• _EXERCISES TO COMPLETE_:
(1) From the passage on btrfs and duplicate UUIDs, extract the span starting with "As long as neither" and going on through "the stale one.".
(2) Continue the passage on btrfs and duplicate UUIDs from where it stops.

• _TEXT EXTRACT_:
________
As long as neither one is mounted while doing the copy, and one or the 
other is hidden before an attempt to mount, it should be safe, yes.

The base problem is that btrfs can be multi-device, and that it tracks 
the devices belonging to the filesystem based on UUID, so as soon as it 
sees another device with the same UUID, it considers it part of the same 
filesystem.  Writes can go to any of the devices it considers a component 
device, and after a write creates a difference, reads can end up coming 
from the stale one.

Meanwhile, unlike many filesystems, btrfs uses the UUID as part of the 
metadata, so changing the UUID isn't as simple as rewriting a superblock; 
the metadata must be rewritten to the new UUID.  There's actually a tool 
now available to do just that, but it's new enough I'm not even sure it's 
available in release form yet; if so, it'll be latest releases.  
Otherwise, it'd be in integration branch.
________
[Records from a data source]
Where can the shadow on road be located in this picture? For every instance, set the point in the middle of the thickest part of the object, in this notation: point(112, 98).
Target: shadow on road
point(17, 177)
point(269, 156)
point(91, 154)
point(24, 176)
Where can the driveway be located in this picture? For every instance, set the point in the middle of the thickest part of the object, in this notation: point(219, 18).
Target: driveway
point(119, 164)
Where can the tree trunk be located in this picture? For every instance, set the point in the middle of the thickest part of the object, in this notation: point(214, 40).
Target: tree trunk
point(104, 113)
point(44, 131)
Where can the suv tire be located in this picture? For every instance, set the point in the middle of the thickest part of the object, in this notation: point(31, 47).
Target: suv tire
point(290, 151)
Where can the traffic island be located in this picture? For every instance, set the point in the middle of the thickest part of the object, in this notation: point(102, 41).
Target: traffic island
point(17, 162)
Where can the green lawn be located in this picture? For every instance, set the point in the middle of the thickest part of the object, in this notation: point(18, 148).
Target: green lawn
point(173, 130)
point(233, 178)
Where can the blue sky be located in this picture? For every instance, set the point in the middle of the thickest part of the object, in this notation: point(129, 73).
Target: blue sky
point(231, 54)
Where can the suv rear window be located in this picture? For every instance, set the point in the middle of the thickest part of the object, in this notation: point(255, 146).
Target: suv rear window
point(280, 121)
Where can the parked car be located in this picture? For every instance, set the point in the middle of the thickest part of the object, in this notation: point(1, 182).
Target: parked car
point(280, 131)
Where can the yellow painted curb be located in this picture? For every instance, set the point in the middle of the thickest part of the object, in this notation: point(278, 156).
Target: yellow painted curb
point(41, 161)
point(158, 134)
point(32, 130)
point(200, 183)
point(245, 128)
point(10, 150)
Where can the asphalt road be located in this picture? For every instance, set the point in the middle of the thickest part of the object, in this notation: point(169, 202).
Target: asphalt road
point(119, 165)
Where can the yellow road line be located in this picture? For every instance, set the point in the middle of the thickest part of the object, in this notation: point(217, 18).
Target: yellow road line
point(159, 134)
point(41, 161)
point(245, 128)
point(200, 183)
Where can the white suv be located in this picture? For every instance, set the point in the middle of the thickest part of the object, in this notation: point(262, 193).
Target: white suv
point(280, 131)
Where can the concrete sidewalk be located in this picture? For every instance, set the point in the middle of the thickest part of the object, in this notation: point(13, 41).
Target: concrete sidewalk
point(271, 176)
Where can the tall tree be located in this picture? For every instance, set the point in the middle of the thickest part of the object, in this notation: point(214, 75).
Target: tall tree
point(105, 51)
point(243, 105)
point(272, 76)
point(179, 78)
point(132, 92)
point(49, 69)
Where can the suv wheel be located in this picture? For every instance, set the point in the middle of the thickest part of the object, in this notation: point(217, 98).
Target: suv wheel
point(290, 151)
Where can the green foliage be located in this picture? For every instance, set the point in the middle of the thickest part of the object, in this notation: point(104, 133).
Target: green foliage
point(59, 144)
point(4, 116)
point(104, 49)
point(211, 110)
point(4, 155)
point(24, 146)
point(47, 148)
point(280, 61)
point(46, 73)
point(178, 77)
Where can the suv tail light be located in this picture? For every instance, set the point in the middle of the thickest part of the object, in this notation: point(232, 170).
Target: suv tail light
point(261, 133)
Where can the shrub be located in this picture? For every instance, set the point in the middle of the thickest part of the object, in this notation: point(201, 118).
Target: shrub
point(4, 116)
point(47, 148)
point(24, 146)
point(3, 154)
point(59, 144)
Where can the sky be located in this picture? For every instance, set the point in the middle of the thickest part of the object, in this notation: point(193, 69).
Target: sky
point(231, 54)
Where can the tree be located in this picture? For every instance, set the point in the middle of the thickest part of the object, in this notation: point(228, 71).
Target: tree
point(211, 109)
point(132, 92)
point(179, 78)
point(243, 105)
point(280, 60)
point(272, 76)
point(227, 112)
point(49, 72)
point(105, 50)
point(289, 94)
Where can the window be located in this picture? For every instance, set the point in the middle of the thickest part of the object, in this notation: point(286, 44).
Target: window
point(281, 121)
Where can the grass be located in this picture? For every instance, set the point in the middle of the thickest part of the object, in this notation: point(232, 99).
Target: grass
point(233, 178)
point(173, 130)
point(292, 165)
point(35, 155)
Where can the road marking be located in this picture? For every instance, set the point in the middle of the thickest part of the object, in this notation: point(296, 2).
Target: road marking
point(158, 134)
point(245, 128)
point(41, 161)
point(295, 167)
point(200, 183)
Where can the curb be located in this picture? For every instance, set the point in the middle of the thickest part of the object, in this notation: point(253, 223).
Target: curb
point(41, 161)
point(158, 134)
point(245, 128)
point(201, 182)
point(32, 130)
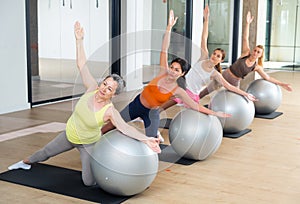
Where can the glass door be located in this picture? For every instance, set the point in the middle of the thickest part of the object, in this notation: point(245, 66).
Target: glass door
point(284, 47)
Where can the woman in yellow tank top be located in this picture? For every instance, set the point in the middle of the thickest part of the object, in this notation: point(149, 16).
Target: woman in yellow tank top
point(161, 89)
point(92, 110)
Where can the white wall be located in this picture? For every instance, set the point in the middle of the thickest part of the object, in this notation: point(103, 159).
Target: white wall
point(13, 77)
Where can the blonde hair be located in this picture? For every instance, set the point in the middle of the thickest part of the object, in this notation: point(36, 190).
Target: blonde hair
point(261, 58)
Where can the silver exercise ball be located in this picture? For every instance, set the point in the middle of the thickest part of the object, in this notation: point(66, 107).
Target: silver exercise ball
point(122, 165)
point(194, 135)
point(269, 96)
point(241, 109)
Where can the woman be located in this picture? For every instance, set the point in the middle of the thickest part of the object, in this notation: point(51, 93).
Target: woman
point(205, 70)
point(248, 62)
point(161, 89)
point(93, 110)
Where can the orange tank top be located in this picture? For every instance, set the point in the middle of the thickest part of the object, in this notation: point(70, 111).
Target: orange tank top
point(154, 96)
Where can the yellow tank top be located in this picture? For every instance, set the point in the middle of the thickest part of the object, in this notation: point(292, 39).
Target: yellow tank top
point(84, 125)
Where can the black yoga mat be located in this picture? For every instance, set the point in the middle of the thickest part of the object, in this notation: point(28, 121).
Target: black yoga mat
point(237, 135)
point(59, 180)
point(268, 116)
point(168, 154)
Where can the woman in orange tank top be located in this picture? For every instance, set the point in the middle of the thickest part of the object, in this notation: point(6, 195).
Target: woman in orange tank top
point(161, 89)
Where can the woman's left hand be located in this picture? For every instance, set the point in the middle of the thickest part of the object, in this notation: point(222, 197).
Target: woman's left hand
point(172, 19)
point(287, 87)
point(251, 97)
point(153, 143)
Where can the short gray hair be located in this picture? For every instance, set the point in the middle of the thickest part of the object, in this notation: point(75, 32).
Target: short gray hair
point(121, 82)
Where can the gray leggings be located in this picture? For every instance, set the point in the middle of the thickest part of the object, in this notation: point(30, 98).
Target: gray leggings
point(61, 144)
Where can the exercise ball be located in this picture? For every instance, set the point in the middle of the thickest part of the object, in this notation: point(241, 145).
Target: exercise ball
point(194, 135)
point(269, 96)
point(241, 109)
point(122, 165)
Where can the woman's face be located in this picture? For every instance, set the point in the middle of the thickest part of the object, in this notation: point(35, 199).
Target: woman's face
point(107, 88)
point(175, 70)
point(216, 57)
point(257, 52)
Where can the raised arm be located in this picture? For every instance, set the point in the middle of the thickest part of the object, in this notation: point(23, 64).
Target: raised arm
point(198, 107)
point(204, 37)
point(265, 76)
point(114, 116)
point(166, 42)
point(88, 80)
point(245, 42)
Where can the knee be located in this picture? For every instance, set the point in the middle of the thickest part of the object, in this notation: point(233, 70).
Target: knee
point(88, 182)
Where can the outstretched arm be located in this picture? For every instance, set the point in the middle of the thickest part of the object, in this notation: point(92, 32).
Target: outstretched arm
point(88, 80)
point(245, 43)
point(204, 37)
point(217, 76)
point(265, 76)
point(114, 116)
point(198, 107)
point(166, 42)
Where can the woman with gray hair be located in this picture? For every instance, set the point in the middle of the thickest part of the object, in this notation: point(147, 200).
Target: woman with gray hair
point(92, 111)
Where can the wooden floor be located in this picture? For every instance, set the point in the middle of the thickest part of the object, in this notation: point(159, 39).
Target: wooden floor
point(260, 167)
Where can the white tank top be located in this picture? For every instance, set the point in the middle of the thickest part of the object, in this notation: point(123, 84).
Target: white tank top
point(197, 78)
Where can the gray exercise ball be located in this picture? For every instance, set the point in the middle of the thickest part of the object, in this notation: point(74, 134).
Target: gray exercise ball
point(241, 109)
point(194, 135)
point(122, 165)
point(269, 96)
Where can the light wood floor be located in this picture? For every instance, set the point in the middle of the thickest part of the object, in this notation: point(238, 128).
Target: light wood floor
point(260, 167)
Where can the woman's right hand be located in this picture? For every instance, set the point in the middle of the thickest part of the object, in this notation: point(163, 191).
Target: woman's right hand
point(206, 13)
point(153, 143)
point(78, 31)
point(249, 18)
point(222, 114)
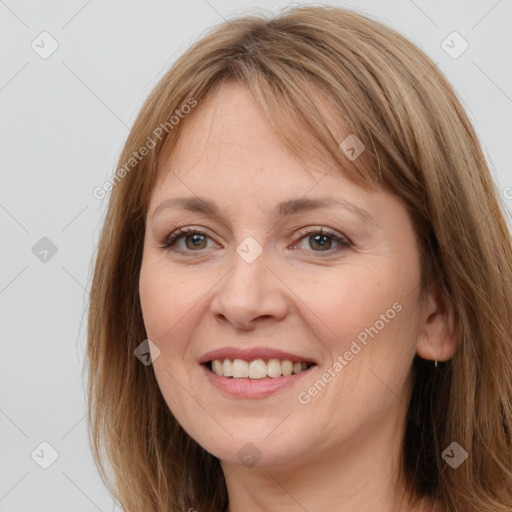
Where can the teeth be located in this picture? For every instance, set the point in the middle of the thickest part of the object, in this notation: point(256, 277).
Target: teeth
point(257, 369)
point(240, 368)
point(227, 368)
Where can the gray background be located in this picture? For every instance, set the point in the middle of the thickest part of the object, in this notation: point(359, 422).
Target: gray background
point(64, 121)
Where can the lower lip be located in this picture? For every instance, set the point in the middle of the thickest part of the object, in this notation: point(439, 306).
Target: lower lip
point(252, 388)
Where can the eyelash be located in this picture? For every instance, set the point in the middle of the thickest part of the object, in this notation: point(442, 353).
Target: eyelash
point(180, 233)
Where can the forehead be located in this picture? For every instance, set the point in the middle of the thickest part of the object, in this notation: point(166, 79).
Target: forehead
point(228, 142)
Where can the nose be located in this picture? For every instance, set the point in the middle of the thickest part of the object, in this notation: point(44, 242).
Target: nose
point(250, 295)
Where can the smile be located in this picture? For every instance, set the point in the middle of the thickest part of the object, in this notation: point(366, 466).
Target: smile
point(257, 368)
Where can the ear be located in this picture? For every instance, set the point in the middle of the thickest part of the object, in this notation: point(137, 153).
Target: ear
point(438, 334)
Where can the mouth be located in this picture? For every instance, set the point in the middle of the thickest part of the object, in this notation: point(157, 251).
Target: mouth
point(254, 372)
point(257, 369)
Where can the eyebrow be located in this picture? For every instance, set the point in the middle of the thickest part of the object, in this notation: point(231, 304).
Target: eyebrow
point(285, 208)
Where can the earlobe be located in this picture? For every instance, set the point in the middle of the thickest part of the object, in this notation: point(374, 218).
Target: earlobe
point(438, 333)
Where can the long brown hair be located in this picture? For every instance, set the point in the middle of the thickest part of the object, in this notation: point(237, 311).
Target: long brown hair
point(421, 146)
________
• _ANSWERS TO THE PROBLEMS_:
(1)
As long as neither one is mounted while doing the copy, and one or the 
other is hidden before an attempt to mount, it should be safe, yes.

The base problem is that btrfs can be multi-device, and that it tracks 
the devices belonging to the filesystem based on UUID, so as soon as it 
sees another device with the same UUID, it considers it part of the same 
filesystem.  Writes can go to any of the devices it considers a component 
device, and after a write creates a difference, reads can end up coming 
from the stale one.

(2)
And FWIW a different aspect of the same problem can occur in raid1 mode, 
when a device drops out and is later reintroduced, with both devices 
separately mounted rw,degraded and updated in the mean time.  Normally, 
btrfs will track the generation, a monotonically increasing integer, and 
will read from the higher/newer generation, but with separate updates to 
each, if they both happen to have the same generation at reunite...

So for raid1 mode, the recommendation is that if there's a split and one 
continues to be updated, be sure the other one isn't separately mounted 
writable and then the two combined again, or if both must be separately 
mounted writable and then recombined, wipe the one and add it as a new 
device, thus avoiding the possibility of confusion.

> Anyway, what is the "strait forward" and recommended way of replacing
> the underlying device on a single-device btrfs not using any raid
> features? I can see 3 options:
> 
> 1. btrfs replace - as far as i understand, it's primarily intended for
> replacing the member disks under btrfs's raid.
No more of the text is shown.